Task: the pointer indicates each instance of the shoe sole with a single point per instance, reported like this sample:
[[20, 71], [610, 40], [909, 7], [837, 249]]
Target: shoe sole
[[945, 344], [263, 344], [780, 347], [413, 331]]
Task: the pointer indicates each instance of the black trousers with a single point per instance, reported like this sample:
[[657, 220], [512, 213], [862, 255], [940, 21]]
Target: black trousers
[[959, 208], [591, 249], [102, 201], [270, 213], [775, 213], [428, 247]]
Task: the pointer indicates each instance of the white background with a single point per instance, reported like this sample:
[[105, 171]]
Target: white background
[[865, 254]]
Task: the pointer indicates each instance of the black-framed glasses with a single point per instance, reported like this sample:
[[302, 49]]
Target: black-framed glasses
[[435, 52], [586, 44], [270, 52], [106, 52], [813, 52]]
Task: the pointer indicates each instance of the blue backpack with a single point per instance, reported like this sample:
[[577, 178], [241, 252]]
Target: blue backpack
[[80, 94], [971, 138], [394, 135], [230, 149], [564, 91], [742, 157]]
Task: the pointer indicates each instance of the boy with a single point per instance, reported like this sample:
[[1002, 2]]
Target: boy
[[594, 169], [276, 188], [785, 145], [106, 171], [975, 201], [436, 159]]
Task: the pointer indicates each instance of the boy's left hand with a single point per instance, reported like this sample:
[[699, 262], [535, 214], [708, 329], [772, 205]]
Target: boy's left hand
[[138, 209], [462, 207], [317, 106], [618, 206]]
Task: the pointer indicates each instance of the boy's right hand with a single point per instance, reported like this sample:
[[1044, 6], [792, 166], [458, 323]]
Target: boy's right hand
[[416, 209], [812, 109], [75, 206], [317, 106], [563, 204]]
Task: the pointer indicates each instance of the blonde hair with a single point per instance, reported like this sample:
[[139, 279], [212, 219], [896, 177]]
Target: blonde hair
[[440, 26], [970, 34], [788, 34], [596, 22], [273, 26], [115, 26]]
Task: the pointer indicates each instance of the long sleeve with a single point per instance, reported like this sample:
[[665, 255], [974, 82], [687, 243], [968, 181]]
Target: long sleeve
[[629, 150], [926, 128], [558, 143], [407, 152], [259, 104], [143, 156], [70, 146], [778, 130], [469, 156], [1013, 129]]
·····
In the answer, restate word for word each line from the one with "[[1044, 6], [792, 166], [458, 323]]" through the end of the material above.

[[1044, 6], [792, 166], [458, 323]]
Target: boy's right hand
[[416, 209], [812, 109], [75, 206], [317, 106], [563, 204]]
Task: the pointer indicates each instance of the blonde hair with a single point per instance, reported like this sample:
[[139, 279], [212, 219], [896, 177]]
Target: blonde hair
[[440, 26], [970, 34], [788, 34], [596, 22], [273, 26], [115, 26]]
Task: the pointer indicates each instance of the long sleeve with a single point per instance, reported like this sample:
[[665, 255], [974, 82], [687, 243], [968, 181]]
Target: long sleeve
[[629, 150], [926, 128], [558, 143], [407, 152], [259, 104], [143, 156], [70, 146], [778, 130], [469, 156], [1013, 129]]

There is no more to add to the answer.